Stains on Roofs in Dallas: Fungi and Slime Mold

Here in Dallas it is hot, humid, polluted, and pollinated. Unbearable at times but everyone in the world is determined to move here and I never left my Zip Code. Actually I did. I'm an easterner, from Mesquite. We move to Dallas in 1968 and I found myself in Irving going to the University of Dallas. I went to Roma, Italia, for one semester but outside that I've lived here since it was a prairie. I remember when Lewisville was a long way away.

This climate is really tough on roofs and roof color steadfastness. Ever noticed those dark streaks on the north side of composition or fiberglass roofs? That is airborne fungus and if it gets too bad it will eat your roof. Remember that composition roofs are primarily organic material, cracked from oil. Those long chain carbon molecules make for good fodder for everything from fungus to creepy slim molds. Have you ever seen the stuff? Nasty. Besides these monsters are decomposers. That sounds bad when it comes to your $10,000.00 roof.

==================================================

Task set.
• a. In the text on roof stains in Dallas, what are the dark streaks on the north side of composition or fiberglass roofs?
• b. Please list every city named in the text on roof stains in Dallas.
• c. Continue the text on roof stains in Dallas from its last sentence.

Entries from a pointing dataset.
==================================================

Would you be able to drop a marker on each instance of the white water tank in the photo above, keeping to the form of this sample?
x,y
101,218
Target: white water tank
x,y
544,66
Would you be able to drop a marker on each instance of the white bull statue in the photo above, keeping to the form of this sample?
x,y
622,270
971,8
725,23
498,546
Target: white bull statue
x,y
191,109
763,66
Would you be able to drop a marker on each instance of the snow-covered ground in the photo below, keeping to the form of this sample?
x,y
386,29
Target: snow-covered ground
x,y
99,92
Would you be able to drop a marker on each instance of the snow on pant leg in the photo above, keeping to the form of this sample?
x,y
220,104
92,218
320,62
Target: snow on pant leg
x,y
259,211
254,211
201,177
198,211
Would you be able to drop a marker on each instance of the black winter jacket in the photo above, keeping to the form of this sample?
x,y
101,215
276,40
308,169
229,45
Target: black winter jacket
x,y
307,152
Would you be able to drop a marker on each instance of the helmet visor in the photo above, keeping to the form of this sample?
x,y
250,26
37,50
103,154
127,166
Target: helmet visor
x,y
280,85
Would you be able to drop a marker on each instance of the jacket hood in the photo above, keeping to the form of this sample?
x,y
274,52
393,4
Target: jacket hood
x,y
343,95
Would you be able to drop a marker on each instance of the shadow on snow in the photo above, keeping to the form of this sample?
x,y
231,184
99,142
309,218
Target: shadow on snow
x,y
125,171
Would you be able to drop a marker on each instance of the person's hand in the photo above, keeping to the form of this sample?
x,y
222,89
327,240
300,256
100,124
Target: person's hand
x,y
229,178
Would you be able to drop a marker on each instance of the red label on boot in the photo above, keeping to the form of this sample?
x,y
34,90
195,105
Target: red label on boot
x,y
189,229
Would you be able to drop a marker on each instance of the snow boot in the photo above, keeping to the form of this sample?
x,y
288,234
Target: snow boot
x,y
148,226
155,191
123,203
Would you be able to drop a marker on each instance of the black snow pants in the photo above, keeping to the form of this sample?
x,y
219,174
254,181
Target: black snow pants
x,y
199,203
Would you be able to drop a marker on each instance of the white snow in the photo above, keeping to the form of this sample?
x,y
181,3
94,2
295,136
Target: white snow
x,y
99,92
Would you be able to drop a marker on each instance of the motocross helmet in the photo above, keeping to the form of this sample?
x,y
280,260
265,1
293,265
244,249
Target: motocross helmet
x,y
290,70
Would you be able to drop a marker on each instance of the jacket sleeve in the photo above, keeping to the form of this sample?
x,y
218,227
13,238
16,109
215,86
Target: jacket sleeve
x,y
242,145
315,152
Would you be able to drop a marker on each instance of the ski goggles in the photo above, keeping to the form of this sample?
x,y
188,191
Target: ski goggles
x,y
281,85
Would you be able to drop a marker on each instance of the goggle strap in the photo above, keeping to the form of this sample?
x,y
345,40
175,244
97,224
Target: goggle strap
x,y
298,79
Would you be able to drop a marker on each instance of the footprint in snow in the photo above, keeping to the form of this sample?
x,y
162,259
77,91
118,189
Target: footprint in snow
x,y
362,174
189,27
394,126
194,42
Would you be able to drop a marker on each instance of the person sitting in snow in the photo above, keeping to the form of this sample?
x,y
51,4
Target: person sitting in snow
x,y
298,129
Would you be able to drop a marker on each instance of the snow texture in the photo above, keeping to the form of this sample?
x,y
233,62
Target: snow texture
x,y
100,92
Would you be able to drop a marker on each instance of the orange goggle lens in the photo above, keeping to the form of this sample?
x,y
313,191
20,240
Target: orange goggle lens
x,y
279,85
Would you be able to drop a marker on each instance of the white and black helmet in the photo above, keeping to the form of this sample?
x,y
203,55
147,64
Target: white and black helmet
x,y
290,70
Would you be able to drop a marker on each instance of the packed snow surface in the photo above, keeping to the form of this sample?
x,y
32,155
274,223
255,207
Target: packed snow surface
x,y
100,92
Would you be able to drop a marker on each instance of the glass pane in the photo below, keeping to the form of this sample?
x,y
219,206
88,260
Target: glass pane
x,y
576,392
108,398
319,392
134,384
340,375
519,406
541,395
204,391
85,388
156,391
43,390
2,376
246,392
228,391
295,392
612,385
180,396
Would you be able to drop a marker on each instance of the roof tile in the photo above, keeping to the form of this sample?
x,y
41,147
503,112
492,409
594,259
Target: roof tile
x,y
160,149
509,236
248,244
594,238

==================================================

Outputs.
• a. Airborne fungus.

• b. Dallas, Mesquite, Irving, Roma, Lewisville

• c.
Beneath the lead and metal pipes, chimney, and dormer louvers the staining is not present and the roof looks a lot newer. That's because their antimicrobial nature kills the rascals. That's why we take zinc lozenges: to kill the airborne fungi and other enemies of the corpus that lodge themselves in the soft pink tissues of your throat. Sometimes we Dallas roof folk eat roof flashings when we're felling puny. Perks you right up and gets rid of stains too.
Now days the manufacturers of roofing products put zinc and copper right into some of their products as a stain guard. Works too. Back about 1990 my GAF rep Mike Ratcliffe told me you could string a piano wire on either side of the ridge and the roof wouldn't stain.
When roofs leak the water sometimes travels under the shingles for a ways and causes the roofing and felt to become one, glued together by slime, a colony of amoebae like critters. Later, when there is a slow leak that doesn't show up in the home, there is a lot of structural damage.
"Why it never leaked before so how did I know it was destroying my structure?" By looking up at the sags in the plywood that the roofing and felt are nailed to might have given you a clue that your insurance company was going to cancel your policy right before your house burned down.
Older roofs that have been defaced by the critters that took down the aliens in "War of the Worlds" can be made sparkling again with a topical application of bleach and water. The beach does not necessarily bleach the roof clean but kills the pesky pests. Wash it down twice and wait a day or two and the roof looks marvelous darling.
Proper venting also cuts down on the molds growing in your attic cause your home to get old timer's smell. Heat humidity, and organic material in attics that don't have bottom to top vent cycling systems will allow muck to grow and sicken your kids and make your doctor and electric provider richer than they already are.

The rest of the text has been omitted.